### INFORMATION SHOWN
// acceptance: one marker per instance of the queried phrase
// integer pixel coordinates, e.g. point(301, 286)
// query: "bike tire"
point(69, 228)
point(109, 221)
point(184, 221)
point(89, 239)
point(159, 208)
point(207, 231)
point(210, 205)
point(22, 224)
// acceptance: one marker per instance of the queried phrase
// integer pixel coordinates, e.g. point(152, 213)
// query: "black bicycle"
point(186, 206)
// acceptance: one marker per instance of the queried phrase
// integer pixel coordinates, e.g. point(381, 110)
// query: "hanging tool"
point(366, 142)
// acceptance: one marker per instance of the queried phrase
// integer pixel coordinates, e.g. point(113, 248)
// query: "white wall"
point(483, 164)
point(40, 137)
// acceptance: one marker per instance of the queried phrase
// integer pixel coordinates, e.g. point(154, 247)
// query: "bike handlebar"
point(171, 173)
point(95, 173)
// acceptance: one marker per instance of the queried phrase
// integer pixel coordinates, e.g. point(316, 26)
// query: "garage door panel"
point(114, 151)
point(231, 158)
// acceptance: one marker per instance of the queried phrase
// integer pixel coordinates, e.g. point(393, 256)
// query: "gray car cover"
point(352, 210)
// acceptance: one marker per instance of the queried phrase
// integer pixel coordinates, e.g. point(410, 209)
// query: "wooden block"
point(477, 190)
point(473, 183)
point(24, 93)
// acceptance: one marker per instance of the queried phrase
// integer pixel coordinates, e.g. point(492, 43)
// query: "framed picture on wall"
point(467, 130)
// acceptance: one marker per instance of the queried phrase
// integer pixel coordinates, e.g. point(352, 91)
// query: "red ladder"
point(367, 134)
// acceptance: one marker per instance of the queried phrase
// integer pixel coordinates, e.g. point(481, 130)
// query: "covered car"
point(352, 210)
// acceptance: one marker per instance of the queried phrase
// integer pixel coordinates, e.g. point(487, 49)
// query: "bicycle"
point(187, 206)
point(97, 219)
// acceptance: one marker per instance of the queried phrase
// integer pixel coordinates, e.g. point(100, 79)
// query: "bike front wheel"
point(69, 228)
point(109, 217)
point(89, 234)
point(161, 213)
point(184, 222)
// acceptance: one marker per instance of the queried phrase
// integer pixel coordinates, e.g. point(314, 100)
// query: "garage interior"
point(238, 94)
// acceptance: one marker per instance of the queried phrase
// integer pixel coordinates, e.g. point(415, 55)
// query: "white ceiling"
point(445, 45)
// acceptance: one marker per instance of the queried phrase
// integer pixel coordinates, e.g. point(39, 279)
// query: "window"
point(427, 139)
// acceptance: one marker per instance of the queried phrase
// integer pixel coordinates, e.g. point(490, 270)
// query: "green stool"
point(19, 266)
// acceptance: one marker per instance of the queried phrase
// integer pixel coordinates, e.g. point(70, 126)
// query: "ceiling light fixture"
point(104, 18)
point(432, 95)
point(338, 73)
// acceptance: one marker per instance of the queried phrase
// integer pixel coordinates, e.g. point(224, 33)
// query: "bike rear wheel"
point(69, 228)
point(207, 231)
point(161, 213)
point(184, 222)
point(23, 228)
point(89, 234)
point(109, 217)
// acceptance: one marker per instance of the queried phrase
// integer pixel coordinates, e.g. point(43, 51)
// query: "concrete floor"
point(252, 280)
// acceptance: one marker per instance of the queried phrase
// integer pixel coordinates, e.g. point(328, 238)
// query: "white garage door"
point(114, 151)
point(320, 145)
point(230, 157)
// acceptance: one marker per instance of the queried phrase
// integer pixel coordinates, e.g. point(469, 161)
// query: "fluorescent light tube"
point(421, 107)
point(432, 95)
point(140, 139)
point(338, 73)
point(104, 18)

### EXERCISE DETAILS
Please reproduce the material above exactly, line by line.

### ANSWER FOR THIS EXERCISE
// acceptance: one marker per instance of the queried phrase
// integer pixel coordinates, e.g. point(301, 286)
// query: "bike tire"
point(69, 228)
point(109, 221)
point(184, 221)
point(89, 239)
point(159, 208)
point(207, 231)
point(210, 205)
point(22, 224)
// acceptance: one marker per instance of the queried phrase
// integer pixel coordinates, e.g. point(152, 213)
// query: "black bicycle"
point(186, 206)
// acceptance: one marker per instance of the queried phrase
// integer pixel coordinates, e.g. point(381, 110)
// query: "hanging tool"
point(366, 142)
// acceptance: one marker per instance of the queried phrase
// integer pixel coordinates, e.g. point(113, 248)
// query: "white wall"
point(483, 164)
point(40, 137)
// acceptance: one marker per instance of the queried phrase
// integer pixel coordinates, e.g. point(154, 247)
// query: "bike handlebar"
point(171, 173)
point(95, 173)
// acceptance: one marker per instance of the queried phrase
// integer pixel coordinates, e.g. point(316, 26)
// query: "garage door panel"
point(114, 151)
point(231, 158)
// acceptance: one marker per instance of the queried phrase
// integer pixel coordinates, e.g. point(393, 256)
// query: "gray car cover"
point(352, 210)
// acceptance: one marker per instance of the queried phrase
// integer pixel coordinates, e.g. point(410, 209)
// query: "wooden block"
point(477, 190)
point(473, 183)
point(24, 93)
// acceptance: one marker per instance of the queried phrase
// integer pixel coordinates, e.g. point(492, 43)
// query: "framed picture on wall"
point(467, 130)
// acceptance: one marker per instance of the queried phrase
// integer pixel coordinates, e.g. point(352, 91)
// query: "red ladder"
point(367, 134)
// acceptance: one marker per instance of the queried phrase
// integer pixel coordinates, e.g. point(481, 130)
// query: "covered car"
point(352, 210)
// acceptance: one marker per instance of the queried phrase
// integer pixel coordinates, e.g. point(487, 49)
// query: "bicycle"
point(187, 206)
point(97, 219)
// acceptance: one marker per instance of the queried phrase
// integer pixel coordinates, e.g. point(100, 79)
// query: "bike front wheel"
point(69, 228)
point(109, 217)
point(89, 234)
point(161, 213)
point(184, 222)
// acceptance: one marker per instance of the queried phrase
// integer pixel coordinates, e.g. point(314, 100)
// query: "garage interior"
point(238, 94)
// acceptance: one marker per instance of the queried phrase
// integer pixel coordinates, e.g. point(415, 55)
// query: "white ceiling"
point(445, 45)
// acceptance: one marker per instance of the queried phrase
// integer pixel coordinates, e.g. point(39, 279)
// query: "window"
point(427, 139)
// acceptance: one marker per instance of the queried phrase
// integer pixel coordinates, e.g. point(490, 270)
// query: "green stool"
point(19, 266)
// acceptance: one marker per instance of the queried phrase
// integer pixel coordinates, e.g. point(70, 126)
// query: "ceiling light fixture"
point(104, 18)
point(432, 95)
point(338, 73)
// acceptance: one marker per instance of the queried phrase
// integer pixel coordinates, e.g. point(224, 33)
// query: "bike rear wheel"
point(69, 228)
point(207, 231)
point(161, 213)
point(184, 222)
point(23, 228)
point(89, 234)
point(109, 217)
// acceptance: one marker per instance of the queried phrase
// integer pixel coordinates, e.g. point(43, 51)
// query: "concrete floor"
point(252, 280)
// acceptance: one marker per instance of the queried phrase
// integer pixel coordinates, e.g. point(328, 238)
// query: "white garage door"
point(114, 151)
point(320, 145)
point(230, 157)
// acceptance: one marker per instance of the queried phrase
// integer pixel coordinates, e.g. point(469, 161)
// query: "fluorescent light tube"
point(421, 107)
point(432, 95)
point(140, 139)
point(338, 73)
point(104, 18)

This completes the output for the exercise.